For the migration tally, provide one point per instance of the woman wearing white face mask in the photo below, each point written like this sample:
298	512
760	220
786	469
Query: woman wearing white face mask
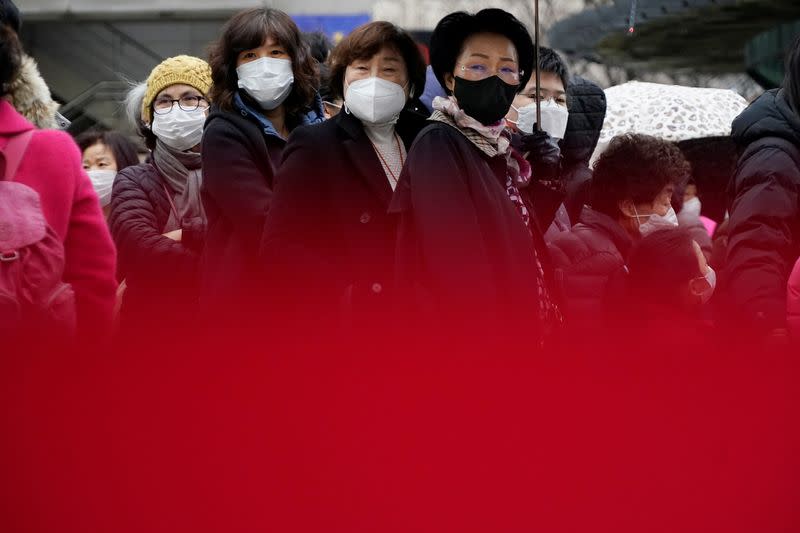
265	86
328	236
104	155
668	286
157	217
630	197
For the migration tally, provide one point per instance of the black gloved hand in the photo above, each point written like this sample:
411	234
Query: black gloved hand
544	155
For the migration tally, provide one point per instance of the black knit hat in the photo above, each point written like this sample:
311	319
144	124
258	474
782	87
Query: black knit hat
451	32
9	14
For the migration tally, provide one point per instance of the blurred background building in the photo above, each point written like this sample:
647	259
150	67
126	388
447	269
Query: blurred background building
89	50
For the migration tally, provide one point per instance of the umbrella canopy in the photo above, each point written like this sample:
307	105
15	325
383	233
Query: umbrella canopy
670	112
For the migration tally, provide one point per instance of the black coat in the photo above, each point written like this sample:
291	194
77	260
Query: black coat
464	252
239	164
587	111
328	243
161	274
587	261
764	225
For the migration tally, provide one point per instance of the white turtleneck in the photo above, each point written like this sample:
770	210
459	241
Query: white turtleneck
386	143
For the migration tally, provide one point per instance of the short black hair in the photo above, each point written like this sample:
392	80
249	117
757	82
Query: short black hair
123	149
635	167
10	57
9	15
366	41
447	40
319	44
791	80
550	61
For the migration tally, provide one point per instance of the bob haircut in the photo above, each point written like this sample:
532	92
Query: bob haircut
121	147
366	41
447	41
635	167
249	29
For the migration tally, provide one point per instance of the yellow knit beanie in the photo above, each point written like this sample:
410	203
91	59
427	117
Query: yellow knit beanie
179	69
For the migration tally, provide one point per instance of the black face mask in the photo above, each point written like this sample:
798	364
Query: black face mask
487	100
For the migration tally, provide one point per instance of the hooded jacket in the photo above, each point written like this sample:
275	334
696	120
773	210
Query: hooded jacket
587	260
587	111
764	225
31	97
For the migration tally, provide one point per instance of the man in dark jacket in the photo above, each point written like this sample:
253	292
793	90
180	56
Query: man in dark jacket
587	111
764	226
633	180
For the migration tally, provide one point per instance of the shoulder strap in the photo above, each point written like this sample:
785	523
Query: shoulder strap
13	153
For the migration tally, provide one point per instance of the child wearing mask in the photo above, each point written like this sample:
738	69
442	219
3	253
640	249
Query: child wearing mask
157	217
105	153
265	86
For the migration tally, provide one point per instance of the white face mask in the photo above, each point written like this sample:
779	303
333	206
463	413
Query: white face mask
554	118
655	222
375	100
103	182
267	80
692	207
179	129
708	290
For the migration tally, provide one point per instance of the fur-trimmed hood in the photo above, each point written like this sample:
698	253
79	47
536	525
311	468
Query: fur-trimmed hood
31	97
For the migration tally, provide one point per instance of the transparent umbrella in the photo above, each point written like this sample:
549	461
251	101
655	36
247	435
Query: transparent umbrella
670	112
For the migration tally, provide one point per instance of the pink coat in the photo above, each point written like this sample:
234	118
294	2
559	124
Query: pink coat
52	166
793	302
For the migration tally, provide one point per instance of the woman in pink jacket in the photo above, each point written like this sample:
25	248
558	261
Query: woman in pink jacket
51	165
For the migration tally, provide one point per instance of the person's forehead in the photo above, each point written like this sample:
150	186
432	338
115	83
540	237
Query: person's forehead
97	150
178	90
491	44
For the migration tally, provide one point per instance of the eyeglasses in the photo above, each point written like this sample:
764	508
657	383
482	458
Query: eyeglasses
162	106
478	71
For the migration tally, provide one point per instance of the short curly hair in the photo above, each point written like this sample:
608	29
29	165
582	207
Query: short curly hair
366	41
447	40
249	29
635	167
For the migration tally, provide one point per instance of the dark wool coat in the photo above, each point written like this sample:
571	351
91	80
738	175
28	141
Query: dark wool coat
764	226
464	252
329	242
241	154
587	110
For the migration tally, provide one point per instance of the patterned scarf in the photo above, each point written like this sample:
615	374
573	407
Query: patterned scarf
181	171
490	140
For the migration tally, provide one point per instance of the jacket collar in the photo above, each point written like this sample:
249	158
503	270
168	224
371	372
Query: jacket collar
604	223
362	155
249	110
11	122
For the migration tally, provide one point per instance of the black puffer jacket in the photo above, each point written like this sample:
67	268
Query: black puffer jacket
587	111
586	260
160	273
764	226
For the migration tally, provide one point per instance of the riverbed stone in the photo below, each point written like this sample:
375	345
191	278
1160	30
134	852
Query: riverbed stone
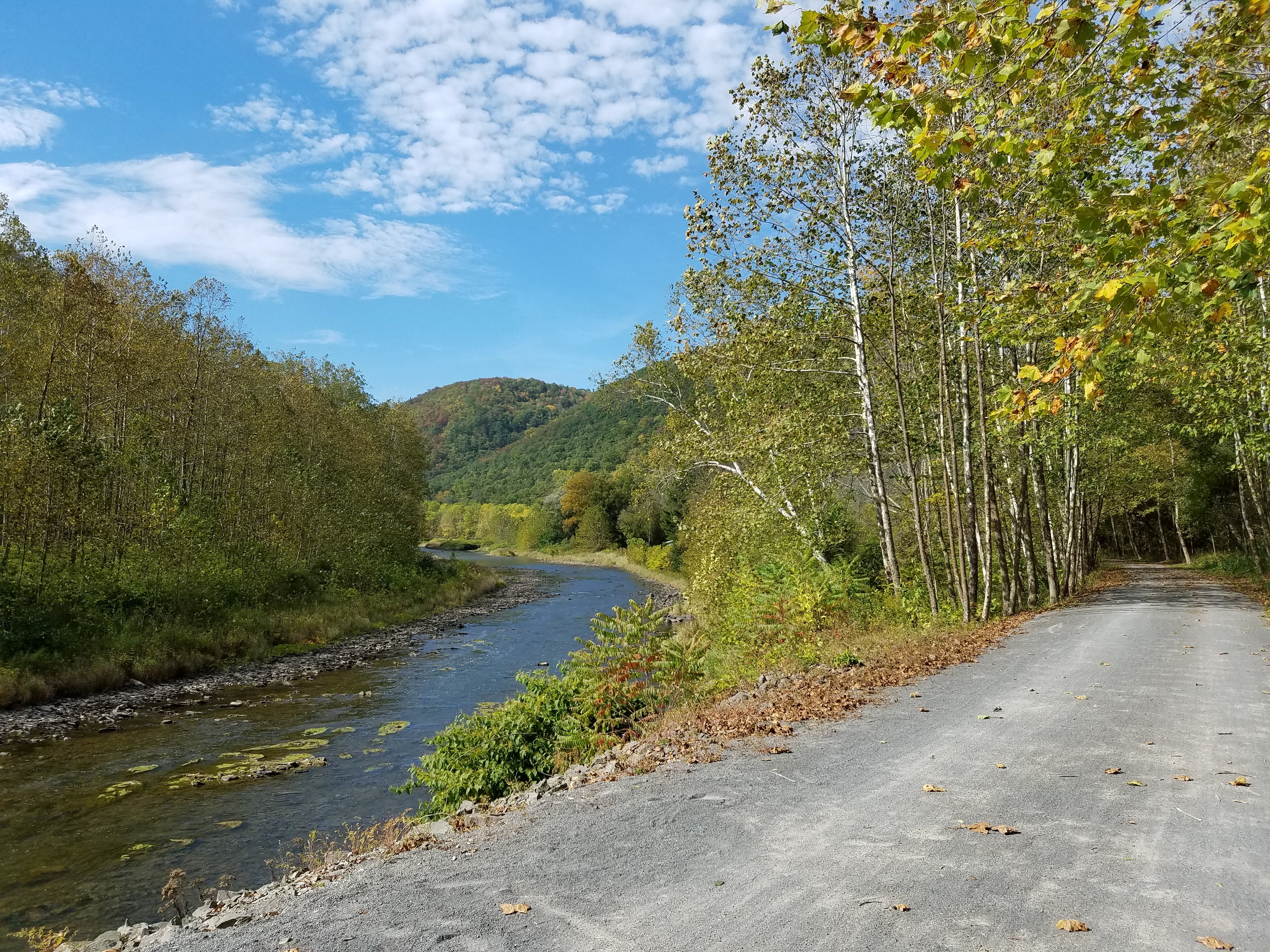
228	920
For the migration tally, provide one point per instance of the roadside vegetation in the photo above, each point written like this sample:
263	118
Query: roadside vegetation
172	499
978	300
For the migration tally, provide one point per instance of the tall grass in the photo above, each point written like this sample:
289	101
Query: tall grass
157	648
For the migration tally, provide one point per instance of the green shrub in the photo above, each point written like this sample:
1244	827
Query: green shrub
497	749
630	668
595	530
658	558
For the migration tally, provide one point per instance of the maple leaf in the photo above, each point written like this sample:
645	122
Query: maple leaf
1073	926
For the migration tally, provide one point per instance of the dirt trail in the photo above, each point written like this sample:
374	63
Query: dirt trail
1164	677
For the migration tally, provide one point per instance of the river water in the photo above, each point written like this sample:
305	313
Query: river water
70	857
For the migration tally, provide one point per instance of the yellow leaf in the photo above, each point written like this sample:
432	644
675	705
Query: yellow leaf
1213	942
1109	291
1029	372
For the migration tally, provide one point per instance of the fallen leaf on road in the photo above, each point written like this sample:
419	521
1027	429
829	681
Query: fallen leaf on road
1073	926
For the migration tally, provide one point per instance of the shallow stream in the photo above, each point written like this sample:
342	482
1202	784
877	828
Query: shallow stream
73	857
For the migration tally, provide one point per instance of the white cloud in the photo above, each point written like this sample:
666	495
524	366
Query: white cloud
312	138
483	98
22	122
658	166
181	210
25	126
610	202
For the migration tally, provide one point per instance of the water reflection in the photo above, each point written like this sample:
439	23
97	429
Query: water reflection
70	856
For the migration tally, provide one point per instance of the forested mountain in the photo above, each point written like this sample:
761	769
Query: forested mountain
167	489
598	433
473	418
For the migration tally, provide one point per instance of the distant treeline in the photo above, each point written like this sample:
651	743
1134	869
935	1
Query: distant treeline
586	512
157	469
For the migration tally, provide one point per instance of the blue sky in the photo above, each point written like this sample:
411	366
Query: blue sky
430	190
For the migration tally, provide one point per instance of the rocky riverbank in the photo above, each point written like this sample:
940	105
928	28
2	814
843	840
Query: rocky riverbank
238	908
103	711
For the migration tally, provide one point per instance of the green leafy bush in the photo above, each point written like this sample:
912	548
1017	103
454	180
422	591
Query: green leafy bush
630	668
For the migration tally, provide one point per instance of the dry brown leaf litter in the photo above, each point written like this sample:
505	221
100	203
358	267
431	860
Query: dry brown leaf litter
834	694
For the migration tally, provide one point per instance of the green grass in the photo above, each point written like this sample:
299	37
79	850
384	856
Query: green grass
159	650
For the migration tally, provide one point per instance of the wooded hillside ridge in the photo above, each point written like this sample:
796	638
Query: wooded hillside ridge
171	498
977	298
583	432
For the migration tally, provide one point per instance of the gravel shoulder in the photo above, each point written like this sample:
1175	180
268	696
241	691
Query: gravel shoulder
56	718
1163	677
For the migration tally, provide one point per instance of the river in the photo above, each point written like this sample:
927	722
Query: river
70	857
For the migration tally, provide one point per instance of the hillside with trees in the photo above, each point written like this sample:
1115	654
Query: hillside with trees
978	300
171	498
466	421
596	432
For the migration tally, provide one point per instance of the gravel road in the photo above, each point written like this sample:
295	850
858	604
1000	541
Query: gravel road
1164	677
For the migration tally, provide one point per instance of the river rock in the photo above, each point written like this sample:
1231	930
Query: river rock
226	920
423	832
133	935
161	938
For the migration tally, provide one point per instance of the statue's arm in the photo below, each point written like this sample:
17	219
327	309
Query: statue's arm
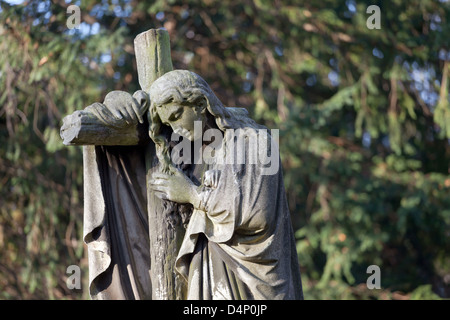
119	120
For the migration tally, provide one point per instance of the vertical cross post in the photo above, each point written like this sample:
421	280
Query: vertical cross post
153	59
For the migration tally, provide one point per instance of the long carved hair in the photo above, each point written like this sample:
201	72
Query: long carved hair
183	86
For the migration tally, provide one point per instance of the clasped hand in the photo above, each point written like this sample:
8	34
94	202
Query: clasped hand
175	186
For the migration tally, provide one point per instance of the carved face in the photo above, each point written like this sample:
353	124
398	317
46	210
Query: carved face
181	117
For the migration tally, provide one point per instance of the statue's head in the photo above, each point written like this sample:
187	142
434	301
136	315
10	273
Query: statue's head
181	97
178	99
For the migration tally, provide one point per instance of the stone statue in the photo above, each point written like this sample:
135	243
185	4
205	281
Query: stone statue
181	198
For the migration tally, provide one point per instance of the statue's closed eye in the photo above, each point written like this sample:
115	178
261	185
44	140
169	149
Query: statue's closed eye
176	114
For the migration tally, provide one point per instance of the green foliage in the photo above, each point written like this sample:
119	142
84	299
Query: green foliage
363	116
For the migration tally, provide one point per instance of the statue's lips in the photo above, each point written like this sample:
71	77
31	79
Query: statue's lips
183	132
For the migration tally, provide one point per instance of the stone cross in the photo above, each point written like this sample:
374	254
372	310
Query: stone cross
84	127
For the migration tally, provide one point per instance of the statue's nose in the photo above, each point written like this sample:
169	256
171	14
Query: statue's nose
142	98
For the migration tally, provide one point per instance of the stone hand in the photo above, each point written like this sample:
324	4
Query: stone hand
176	187
125	106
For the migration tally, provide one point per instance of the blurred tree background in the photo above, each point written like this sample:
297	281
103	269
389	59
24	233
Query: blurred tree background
364	121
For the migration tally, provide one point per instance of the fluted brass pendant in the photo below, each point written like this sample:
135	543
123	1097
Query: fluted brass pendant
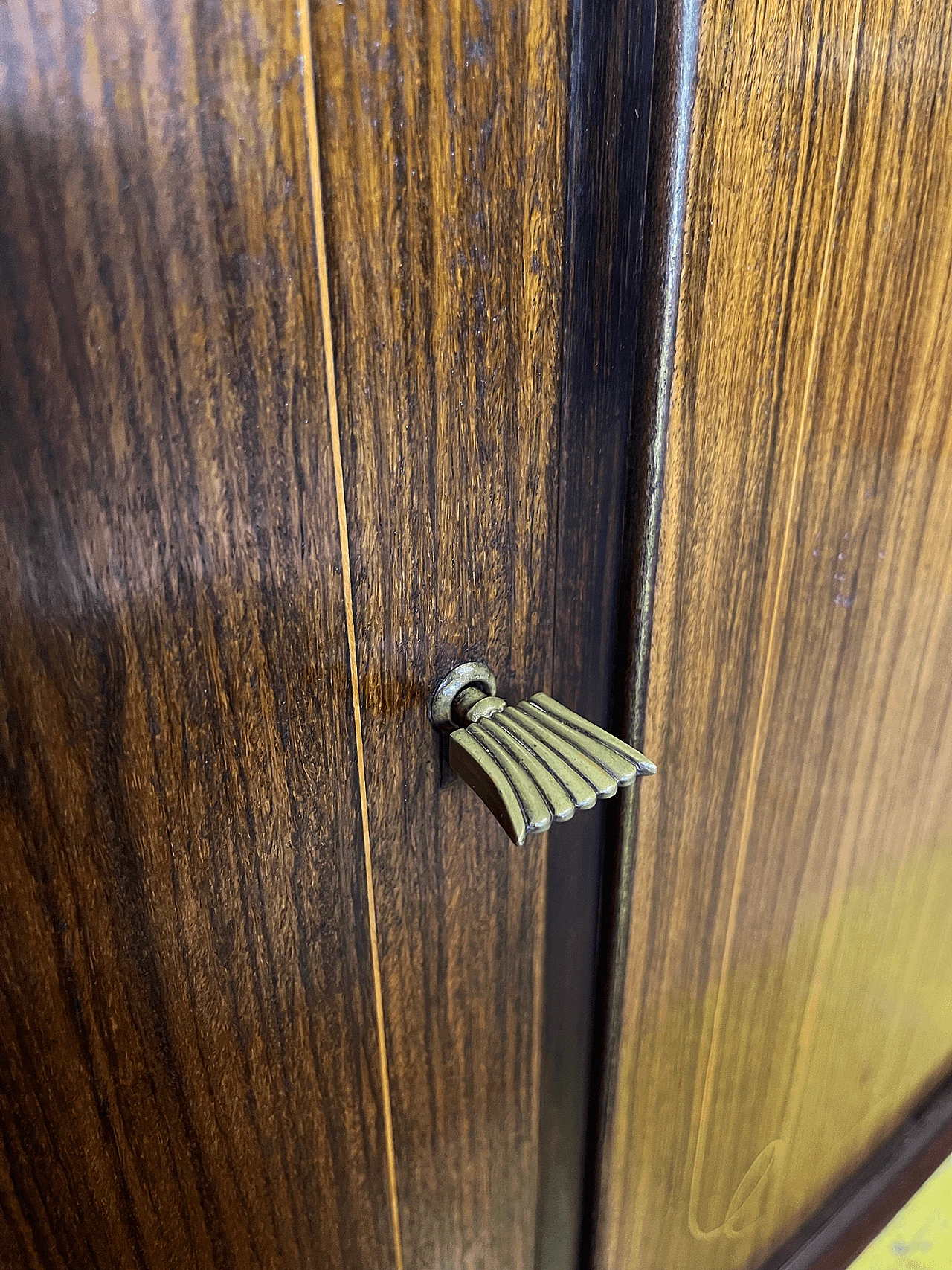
531	763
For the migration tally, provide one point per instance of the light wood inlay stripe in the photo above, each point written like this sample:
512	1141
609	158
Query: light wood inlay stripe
324	290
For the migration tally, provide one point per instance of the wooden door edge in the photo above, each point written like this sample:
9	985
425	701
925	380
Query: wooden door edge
675	86
863	1205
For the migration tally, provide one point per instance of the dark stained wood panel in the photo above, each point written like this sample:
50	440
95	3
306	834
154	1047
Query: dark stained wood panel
188	1042
443	134
612	56
787	986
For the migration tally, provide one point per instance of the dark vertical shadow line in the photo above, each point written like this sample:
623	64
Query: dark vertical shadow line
611	61
672	112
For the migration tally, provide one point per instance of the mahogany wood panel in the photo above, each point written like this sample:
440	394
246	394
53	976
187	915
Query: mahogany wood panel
790	962
443	134
188	1038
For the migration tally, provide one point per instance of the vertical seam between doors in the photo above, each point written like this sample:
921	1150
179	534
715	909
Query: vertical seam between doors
330	377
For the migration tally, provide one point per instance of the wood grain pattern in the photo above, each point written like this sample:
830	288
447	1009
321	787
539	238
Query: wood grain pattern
442	134
790	949
612	51
188	1043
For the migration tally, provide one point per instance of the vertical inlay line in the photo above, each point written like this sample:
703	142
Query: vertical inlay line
310	91
767	684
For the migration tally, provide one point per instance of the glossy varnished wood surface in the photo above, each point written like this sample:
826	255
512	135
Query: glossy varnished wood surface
442	132
612	55
188	1039
787	984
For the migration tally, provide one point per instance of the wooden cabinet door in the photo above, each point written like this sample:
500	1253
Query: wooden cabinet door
315	371
787	993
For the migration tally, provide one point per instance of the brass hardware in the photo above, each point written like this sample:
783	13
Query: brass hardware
531	763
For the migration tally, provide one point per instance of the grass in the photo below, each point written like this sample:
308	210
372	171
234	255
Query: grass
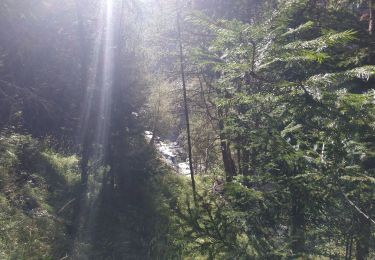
35	182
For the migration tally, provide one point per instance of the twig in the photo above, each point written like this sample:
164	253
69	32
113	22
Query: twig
357	208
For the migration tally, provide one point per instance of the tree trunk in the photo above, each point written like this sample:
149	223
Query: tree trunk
371	19
363	238
297	222
229	166
186	110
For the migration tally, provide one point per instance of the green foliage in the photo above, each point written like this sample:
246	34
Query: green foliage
32	191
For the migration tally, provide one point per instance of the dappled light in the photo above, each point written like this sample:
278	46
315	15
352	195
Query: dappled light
187	129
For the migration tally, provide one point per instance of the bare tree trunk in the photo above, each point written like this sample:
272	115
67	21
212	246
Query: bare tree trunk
229	166
363	238
371	20
182	70
297	222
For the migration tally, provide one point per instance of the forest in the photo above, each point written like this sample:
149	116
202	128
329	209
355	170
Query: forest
187	129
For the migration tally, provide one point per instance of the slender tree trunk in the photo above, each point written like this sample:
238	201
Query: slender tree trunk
186	107
229	166
297	222
245	162
363	238
371	19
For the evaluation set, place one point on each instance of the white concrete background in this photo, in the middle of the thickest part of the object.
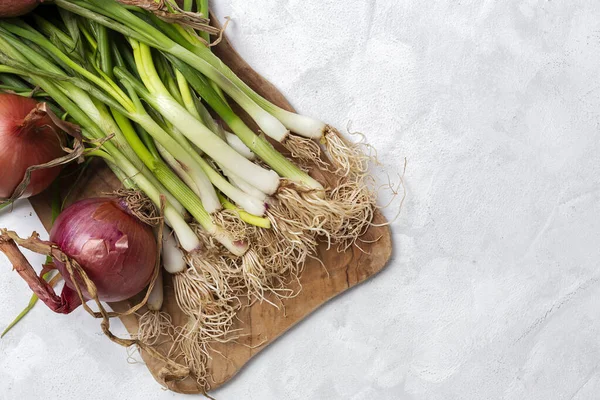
(493, 289)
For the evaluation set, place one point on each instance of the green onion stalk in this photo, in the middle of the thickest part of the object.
(84, 111)
(341, 216)
(348, 158)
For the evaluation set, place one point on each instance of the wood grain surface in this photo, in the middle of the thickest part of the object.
(260, 324)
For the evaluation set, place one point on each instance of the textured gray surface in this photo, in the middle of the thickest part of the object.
(493, 290)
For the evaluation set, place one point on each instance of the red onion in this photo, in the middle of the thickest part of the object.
(117, 251)
(26, 139)
(15, 8)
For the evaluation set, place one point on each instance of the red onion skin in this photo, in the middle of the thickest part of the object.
(117, 251)
(16, 8)
(25, 144)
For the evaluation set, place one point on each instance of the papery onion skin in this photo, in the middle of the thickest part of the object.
(16, 8)
(22, 146)
(116, 250)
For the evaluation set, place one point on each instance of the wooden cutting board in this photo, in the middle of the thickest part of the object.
(260, 324)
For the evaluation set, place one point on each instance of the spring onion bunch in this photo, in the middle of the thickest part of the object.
(153, 101)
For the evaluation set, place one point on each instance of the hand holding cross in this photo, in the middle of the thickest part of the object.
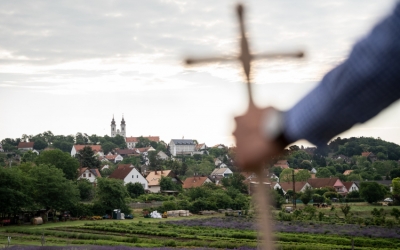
(249, 131)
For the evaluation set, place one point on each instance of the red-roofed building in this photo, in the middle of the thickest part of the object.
(300, 186)
(25, 146)
(351, 186)
(129, 174)
(328, 182)
(89, 174)
(282, 164)
(96, 149)
(347, 172)
(369, 155)
(154, 178)
(132, 141)
(195, 181)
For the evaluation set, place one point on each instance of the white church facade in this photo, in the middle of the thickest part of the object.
(115, 131)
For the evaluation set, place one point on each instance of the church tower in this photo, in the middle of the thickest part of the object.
(123, 127)
(113, 128)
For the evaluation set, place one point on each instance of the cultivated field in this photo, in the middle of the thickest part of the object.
(204, 232)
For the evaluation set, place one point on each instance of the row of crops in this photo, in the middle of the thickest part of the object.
(213, 233)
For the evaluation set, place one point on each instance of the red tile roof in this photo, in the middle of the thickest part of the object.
(142, 150)
(124, 165)
(136, 139)
(366, 154)
(322, 182)
(289, 185)
(348, 185)
(347, 172)
(95, 148)
(195, 181)
(110, 157)
(121, 172)
(125, 151)
(25, 144)
(94, 171)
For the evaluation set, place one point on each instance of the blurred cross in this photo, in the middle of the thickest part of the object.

> **Written problem**: Transcribe word for word the lines from the one holding "of the church" to the last line of the listing above, inclusive.

> **Final result**:
For the evaluation set, place one point on each instance of the church tower in this photo, in the middle of the thickest part of the object.
(123, 127)
(113, 128)
For the evaluation set, place one point on each instance of the cultivated field in this photo, in the middle of the thickest part of the object.
(204, 232)
For the evaluation set, place one point on each instance of the row of crops in this photo, in the middle of the thickest part of the object.
(213, 233)
For the evaluation set, place one point on each instance of the red tile roof in this photo, in the middle of the thickest part of the object.
(142, 150)
(124, 165)
(136, 139)
(366, 154)
(322, 182)
(289, 185)
(348, 185)
(347, 172)
(95, 148)
(195, 181)
(110, 157)
(121, 172)
(125, 151)
(25, 144)
(94, 171)
For the evaluation set, place one point on each instance of the blurred cross in this photo, in the middle of the thickest part of the object.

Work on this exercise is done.